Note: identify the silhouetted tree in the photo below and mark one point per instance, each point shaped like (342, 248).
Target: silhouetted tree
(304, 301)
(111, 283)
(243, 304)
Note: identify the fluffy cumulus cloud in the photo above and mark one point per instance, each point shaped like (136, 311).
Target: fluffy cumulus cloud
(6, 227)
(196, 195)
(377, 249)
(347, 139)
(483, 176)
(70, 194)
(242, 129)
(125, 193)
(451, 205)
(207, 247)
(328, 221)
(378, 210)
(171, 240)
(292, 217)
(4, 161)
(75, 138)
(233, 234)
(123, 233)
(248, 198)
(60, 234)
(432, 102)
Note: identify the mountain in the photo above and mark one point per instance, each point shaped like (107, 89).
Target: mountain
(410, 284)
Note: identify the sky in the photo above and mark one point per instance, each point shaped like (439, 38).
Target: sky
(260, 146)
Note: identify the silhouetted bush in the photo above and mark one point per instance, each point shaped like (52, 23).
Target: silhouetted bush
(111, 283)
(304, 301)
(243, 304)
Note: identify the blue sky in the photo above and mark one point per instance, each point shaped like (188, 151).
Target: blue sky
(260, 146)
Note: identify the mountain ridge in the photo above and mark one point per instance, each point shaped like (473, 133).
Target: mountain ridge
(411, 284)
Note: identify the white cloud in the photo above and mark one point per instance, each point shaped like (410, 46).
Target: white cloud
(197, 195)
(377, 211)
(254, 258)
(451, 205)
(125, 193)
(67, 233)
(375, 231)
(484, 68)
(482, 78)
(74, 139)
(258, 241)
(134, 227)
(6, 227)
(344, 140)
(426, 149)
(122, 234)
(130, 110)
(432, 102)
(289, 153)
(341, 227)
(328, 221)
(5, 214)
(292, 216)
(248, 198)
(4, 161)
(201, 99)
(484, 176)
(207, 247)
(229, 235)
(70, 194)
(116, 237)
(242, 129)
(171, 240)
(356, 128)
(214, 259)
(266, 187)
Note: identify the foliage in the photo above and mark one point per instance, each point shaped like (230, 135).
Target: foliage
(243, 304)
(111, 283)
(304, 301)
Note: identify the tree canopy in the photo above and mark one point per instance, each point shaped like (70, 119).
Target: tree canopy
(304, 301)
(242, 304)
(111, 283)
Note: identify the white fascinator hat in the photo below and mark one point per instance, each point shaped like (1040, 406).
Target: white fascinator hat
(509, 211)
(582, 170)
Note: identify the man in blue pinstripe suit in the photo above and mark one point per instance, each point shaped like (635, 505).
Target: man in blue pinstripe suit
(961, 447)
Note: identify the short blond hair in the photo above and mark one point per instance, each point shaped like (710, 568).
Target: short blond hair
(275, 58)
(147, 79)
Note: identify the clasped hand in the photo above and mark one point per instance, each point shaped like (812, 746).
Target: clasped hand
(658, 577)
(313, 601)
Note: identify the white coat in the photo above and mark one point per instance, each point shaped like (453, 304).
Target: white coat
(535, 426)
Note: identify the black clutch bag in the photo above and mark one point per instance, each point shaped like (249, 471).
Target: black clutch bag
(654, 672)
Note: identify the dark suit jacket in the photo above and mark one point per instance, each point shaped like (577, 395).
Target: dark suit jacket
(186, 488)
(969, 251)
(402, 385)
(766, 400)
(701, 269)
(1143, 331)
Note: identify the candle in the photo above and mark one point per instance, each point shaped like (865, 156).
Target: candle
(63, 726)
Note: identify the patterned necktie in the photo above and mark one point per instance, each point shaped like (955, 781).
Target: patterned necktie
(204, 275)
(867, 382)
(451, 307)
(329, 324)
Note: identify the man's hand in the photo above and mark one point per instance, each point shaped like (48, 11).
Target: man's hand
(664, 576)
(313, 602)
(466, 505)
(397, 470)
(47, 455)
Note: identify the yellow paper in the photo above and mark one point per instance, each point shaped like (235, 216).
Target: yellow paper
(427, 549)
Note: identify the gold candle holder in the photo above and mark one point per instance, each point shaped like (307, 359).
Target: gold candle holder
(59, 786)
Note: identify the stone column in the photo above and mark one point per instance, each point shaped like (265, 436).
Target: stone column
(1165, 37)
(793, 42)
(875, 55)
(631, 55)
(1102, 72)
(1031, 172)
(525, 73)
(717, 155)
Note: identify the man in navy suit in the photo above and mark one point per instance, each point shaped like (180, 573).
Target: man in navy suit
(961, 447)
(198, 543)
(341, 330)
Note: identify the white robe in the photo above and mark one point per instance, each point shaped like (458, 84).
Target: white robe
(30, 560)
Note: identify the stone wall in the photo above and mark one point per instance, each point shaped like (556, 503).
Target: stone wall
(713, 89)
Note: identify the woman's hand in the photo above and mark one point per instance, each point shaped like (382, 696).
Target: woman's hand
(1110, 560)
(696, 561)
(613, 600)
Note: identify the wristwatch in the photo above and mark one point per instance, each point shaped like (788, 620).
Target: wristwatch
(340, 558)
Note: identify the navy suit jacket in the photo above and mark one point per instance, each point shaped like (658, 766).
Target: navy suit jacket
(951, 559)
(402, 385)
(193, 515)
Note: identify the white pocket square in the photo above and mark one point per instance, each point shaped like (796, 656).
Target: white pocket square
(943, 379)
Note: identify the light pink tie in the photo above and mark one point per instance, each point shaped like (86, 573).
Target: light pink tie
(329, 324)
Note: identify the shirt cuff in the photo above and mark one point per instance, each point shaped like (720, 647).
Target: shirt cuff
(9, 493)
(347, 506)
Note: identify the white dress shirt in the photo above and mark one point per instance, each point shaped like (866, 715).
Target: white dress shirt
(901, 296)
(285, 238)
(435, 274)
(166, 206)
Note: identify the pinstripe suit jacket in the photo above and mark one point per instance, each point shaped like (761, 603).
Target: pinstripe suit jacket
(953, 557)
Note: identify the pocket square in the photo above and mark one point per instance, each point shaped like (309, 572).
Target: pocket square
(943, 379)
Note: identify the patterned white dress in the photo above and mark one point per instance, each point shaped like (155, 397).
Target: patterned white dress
################
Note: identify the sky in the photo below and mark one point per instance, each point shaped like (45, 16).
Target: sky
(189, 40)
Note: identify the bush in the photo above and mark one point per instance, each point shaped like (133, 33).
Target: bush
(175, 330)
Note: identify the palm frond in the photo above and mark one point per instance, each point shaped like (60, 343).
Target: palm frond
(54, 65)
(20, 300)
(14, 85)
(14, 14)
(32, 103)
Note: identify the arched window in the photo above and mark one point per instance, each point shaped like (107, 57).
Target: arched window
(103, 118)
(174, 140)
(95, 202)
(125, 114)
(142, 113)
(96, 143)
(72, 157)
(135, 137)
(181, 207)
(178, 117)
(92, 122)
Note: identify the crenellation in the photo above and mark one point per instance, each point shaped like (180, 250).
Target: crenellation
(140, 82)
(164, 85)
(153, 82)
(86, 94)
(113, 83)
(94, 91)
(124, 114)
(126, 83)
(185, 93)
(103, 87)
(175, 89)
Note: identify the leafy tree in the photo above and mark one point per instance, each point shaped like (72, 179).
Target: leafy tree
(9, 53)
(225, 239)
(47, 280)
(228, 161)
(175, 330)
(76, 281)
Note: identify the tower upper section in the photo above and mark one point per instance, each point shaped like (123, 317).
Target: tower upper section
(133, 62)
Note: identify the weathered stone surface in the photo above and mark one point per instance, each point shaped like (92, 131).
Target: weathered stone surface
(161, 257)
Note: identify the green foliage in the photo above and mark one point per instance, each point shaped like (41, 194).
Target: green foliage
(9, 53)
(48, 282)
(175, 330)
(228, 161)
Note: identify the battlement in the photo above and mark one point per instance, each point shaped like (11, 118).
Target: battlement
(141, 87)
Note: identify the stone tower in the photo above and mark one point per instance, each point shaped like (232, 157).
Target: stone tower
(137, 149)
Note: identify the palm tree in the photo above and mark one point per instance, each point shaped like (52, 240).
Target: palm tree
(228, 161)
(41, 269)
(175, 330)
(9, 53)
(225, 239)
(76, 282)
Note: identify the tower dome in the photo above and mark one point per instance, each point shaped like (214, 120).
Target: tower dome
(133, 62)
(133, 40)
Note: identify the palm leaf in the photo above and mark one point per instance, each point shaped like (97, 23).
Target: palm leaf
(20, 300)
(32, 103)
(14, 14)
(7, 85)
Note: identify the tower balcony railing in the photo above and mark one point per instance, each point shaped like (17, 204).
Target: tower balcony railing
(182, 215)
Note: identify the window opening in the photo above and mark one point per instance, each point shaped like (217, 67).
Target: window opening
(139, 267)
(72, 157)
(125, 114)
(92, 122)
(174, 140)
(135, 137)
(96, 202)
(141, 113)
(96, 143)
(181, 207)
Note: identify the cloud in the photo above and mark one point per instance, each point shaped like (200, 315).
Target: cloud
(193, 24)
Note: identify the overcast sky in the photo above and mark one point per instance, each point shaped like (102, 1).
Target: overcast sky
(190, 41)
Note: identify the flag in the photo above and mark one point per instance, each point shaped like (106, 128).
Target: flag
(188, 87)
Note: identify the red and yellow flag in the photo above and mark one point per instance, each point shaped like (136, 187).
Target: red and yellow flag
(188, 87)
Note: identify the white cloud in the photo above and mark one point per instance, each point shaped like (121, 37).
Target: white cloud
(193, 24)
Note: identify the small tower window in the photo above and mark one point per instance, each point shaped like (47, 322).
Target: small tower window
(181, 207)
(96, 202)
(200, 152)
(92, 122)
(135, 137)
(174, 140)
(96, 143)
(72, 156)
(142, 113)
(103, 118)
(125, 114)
################
Find the word "below" in the entries and show each line where it is found.

• _Exercise result_:
Note: identify the silhouetted tree in the photo below and mark one point per instance, each point shaped like (342, 248).
Note: identify the white fascinator hat in the photo below and mark one point per instance, each point shaped like (1040, 406).
Note: identify the sky in the photo below and mark one point per instance, each point shaped like (45, 16).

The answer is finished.